_About this exercise_
Every line from the one with "Query: brick pavement" to the end of the entries, both included, is to be copied exactly; the other lines stay out.

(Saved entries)
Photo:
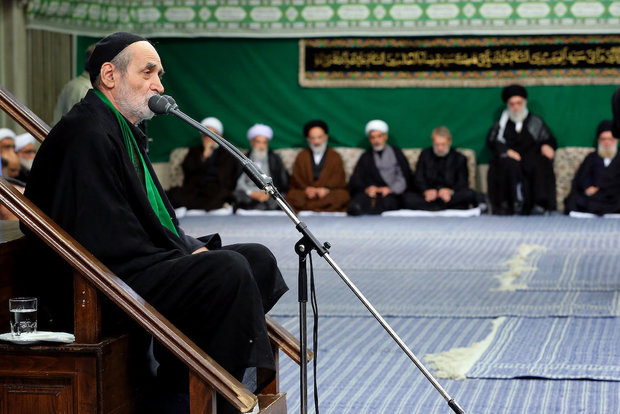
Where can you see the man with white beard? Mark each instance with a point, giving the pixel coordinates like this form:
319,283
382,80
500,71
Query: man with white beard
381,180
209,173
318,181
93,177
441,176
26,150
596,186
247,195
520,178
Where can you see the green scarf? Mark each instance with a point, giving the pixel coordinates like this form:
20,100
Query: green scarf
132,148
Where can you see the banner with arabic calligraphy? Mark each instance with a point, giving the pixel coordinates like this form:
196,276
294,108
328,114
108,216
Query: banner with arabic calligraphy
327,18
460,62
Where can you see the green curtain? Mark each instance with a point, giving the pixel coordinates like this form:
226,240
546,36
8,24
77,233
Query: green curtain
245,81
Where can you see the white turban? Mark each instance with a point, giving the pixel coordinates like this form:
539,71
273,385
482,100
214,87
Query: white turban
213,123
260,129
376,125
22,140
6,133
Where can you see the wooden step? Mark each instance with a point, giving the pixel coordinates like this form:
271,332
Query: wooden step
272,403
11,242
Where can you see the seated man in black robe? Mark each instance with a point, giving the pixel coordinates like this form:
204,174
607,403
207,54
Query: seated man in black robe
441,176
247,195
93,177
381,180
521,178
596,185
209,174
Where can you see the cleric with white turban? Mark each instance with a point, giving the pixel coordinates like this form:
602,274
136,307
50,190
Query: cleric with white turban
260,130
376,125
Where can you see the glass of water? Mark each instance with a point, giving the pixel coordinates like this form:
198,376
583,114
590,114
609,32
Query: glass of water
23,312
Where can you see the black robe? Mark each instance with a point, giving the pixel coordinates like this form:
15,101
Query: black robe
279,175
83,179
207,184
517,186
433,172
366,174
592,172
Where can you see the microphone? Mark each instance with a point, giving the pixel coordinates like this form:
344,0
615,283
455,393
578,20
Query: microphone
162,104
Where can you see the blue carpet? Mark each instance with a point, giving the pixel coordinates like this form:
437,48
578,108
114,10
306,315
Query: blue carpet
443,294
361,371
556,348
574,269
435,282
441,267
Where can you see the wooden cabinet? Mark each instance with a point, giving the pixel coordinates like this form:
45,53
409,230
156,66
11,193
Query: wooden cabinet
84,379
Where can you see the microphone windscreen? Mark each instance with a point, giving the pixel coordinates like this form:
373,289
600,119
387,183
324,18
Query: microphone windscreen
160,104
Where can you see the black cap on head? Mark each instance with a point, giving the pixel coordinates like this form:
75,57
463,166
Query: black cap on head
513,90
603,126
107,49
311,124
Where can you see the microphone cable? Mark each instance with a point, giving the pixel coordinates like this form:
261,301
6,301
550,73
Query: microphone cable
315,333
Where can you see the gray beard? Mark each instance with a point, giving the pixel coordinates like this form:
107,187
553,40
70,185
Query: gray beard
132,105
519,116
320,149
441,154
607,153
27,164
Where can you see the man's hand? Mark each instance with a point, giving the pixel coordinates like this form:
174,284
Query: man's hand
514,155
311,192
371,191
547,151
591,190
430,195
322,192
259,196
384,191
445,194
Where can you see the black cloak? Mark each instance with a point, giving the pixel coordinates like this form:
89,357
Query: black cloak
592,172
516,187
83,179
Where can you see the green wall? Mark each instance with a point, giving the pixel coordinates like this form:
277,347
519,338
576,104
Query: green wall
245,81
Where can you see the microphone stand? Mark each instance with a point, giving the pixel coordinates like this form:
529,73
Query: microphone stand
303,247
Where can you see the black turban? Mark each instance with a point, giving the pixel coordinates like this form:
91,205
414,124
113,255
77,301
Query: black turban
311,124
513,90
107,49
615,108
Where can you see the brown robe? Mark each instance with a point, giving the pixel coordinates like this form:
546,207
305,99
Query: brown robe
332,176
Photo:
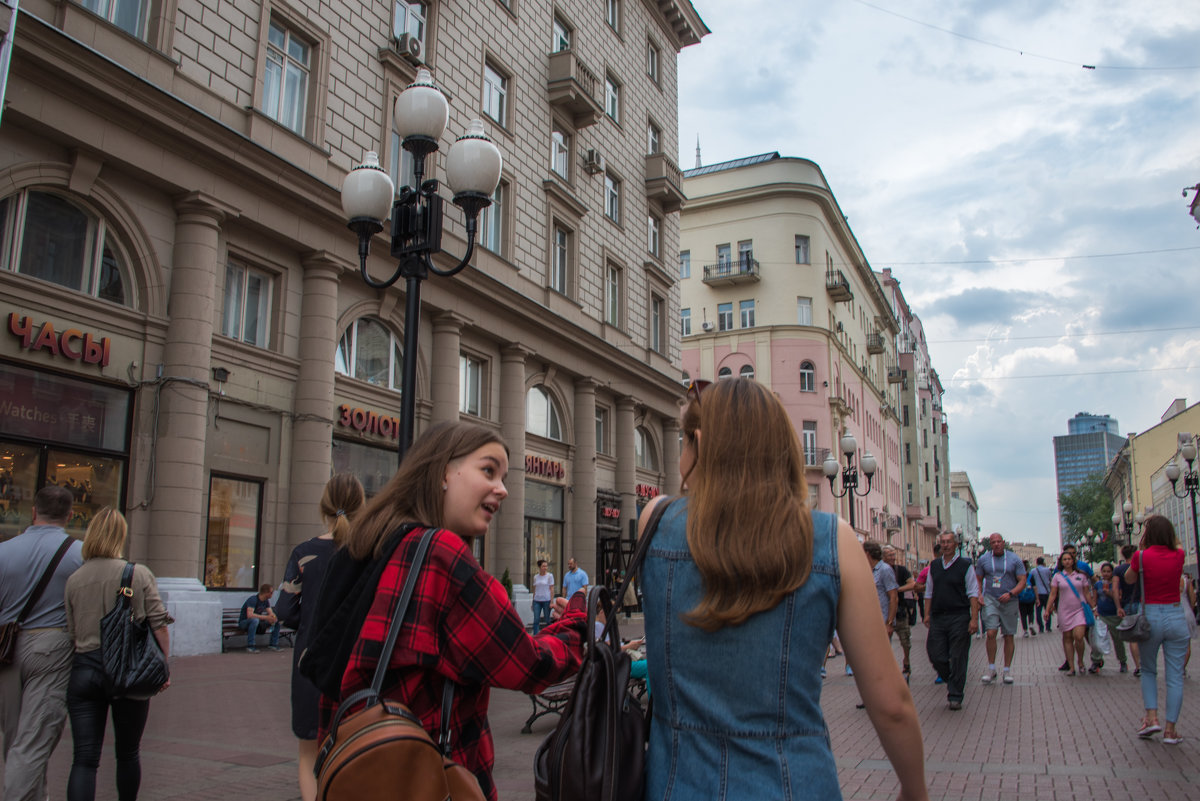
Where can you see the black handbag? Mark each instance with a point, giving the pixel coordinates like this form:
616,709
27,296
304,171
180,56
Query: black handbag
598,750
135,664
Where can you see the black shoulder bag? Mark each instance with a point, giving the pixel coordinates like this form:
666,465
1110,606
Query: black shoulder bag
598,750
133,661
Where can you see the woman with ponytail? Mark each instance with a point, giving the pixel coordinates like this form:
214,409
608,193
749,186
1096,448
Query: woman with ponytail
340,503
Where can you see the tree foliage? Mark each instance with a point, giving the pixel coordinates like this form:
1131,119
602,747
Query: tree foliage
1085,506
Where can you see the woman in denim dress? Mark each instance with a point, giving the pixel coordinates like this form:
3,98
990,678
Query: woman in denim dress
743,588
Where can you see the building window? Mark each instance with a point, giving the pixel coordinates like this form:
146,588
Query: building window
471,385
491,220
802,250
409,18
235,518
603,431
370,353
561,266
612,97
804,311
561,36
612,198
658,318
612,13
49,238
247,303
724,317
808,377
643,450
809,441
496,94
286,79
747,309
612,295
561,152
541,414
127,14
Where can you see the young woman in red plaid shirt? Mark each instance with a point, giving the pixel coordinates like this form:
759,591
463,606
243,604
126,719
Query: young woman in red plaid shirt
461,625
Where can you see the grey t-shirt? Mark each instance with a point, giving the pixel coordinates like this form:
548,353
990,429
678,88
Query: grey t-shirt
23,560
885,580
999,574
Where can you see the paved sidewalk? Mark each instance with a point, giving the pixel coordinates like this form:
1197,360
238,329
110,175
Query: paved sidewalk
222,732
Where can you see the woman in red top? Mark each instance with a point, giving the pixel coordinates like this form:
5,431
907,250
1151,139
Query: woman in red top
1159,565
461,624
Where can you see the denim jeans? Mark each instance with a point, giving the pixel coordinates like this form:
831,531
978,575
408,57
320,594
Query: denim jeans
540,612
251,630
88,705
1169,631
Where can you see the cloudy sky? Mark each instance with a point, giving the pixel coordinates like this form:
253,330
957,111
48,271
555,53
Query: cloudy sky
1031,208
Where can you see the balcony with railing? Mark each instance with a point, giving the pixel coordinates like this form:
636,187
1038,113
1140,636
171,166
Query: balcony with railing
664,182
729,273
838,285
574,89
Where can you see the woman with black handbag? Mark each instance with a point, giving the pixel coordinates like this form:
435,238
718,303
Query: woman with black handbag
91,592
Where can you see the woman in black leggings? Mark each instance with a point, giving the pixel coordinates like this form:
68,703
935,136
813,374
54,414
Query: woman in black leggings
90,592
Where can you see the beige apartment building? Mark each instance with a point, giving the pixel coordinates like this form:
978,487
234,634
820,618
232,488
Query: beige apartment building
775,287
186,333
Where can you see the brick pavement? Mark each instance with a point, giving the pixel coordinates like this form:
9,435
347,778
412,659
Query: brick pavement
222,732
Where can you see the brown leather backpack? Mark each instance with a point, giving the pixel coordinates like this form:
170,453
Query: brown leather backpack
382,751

_Response to this task_
Query: brick pavement
222,732
Where can you see the brown leather backpack? Mark each instance with a point, giving the pixel coordinates like this form:
170,453
Query: brown leather backpack
382,751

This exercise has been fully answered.